## WHAT YOU ARE ASKED TO DO
Format the lines of the listing below, starting at the line containing "Point out every instance of the yellow" and ending at the line containing "x=257, y=270", as a JSON list of strings with one string per line and blank lines omitted; include only those lines.

[Location annotation dataset excerpts]
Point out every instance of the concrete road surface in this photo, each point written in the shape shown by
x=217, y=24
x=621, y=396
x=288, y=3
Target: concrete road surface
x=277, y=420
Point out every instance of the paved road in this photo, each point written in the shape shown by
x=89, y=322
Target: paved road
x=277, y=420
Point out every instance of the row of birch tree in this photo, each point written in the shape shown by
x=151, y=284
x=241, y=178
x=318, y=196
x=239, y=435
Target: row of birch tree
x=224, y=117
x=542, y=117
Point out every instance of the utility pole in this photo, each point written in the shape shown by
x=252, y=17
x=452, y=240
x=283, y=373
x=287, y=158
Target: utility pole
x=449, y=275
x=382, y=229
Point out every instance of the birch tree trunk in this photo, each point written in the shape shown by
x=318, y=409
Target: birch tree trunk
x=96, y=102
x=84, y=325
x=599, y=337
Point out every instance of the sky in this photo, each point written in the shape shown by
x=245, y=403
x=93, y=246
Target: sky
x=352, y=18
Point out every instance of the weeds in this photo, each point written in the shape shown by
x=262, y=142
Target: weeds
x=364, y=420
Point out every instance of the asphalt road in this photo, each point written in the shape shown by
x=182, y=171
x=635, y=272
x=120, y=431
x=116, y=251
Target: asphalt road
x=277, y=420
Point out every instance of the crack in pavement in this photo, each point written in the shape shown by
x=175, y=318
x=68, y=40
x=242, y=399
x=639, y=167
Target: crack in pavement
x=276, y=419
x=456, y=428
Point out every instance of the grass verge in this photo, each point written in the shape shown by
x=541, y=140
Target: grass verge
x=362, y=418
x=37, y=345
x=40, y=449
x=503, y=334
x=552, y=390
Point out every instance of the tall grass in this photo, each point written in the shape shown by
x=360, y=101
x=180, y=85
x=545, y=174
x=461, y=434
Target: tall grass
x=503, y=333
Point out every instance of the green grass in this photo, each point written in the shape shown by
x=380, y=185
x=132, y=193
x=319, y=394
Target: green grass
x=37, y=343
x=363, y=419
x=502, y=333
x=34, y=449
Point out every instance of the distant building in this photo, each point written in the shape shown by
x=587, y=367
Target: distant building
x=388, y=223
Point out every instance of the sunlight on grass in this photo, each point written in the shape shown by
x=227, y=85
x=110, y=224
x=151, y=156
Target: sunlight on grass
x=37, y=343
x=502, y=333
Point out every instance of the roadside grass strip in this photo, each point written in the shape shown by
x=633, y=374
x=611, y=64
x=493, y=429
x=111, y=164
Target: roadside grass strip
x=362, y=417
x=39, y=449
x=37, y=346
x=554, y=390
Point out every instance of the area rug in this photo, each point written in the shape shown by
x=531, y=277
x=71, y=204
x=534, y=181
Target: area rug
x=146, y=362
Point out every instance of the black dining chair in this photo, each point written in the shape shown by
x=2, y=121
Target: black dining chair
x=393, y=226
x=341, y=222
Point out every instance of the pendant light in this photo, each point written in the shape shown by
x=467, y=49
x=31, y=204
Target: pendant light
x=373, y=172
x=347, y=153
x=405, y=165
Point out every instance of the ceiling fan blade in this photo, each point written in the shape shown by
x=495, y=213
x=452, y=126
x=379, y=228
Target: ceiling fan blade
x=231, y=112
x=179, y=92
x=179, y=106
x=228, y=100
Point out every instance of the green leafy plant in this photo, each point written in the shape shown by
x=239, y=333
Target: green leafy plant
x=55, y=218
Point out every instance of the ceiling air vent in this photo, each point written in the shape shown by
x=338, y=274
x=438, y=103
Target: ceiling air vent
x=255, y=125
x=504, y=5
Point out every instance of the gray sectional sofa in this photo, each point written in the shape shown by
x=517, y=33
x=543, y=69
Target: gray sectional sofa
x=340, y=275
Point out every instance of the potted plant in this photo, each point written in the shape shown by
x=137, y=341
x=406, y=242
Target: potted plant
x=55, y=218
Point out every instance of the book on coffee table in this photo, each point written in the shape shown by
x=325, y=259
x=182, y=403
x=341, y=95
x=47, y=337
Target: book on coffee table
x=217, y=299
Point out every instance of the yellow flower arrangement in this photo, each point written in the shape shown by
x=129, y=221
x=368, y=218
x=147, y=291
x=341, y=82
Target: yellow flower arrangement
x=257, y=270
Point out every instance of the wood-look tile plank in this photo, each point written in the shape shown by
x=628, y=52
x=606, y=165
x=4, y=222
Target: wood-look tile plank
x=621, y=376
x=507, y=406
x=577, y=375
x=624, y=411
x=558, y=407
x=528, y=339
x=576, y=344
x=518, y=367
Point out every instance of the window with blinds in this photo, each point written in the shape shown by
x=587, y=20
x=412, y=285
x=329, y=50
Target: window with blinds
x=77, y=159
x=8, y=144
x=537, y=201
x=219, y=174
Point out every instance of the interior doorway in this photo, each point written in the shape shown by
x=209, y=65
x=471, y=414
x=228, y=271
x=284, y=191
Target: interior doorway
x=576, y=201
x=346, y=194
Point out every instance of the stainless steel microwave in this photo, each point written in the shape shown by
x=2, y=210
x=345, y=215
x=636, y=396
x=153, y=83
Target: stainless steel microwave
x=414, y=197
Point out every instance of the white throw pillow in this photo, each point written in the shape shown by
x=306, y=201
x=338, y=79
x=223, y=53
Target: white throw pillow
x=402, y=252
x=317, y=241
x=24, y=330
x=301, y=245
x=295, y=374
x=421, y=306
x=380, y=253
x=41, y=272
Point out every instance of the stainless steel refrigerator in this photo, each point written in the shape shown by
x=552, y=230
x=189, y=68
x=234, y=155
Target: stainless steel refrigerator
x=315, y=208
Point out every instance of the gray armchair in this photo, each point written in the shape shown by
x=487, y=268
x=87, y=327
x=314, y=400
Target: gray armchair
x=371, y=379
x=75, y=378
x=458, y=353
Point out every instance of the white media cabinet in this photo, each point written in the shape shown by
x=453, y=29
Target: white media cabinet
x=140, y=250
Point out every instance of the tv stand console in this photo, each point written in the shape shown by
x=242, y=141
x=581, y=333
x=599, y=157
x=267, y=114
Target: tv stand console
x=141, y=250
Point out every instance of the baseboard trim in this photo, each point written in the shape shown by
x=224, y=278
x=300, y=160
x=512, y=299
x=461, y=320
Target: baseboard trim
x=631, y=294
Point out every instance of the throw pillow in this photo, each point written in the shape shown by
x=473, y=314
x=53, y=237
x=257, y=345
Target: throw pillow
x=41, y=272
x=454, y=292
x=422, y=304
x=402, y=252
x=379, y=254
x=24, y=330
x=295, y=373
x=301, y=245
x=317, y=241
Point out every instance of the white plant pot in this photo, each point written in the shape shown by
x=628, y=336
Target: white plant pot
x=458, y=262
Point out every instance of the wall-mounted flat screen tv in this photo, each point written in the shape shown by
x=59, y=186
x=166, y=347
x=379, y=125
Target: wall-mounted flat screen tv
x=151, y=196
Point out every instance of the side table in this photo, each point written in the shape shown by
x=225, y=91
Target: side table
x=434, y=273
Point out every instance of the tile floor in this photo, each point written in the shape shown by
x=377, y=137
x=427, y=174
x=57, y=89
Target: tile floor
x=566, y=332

## RESPONSE BELOW
[
  "Point out every instance of the yellow flower arrangement in this photo, each point written in the shape shown by",
  "x=129, y=221",
  "x=368, y=218",
  "x=147, y=291",
  "x=341, y=82",
  "Target: yellow flower arrangement",
  "x=257, y=270"
]